§ **What the task requires**
Would you extract the whole listing below and retype it exactly?

### Available data

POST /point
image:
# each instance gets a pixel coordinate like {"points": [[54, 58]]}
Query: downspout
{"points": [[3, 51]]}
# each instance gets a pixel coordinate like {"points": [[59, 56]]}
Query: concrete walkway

######

§ **Response**
POST /point
image:
# each instance gets a pixel coordinate like {"points": [[54, 58]]}
Query: downspout
{"points": [[3, 51]]}
# each instance gets a pixel coordinate like {"points": [[59, 56]]}
Query: concrete walkway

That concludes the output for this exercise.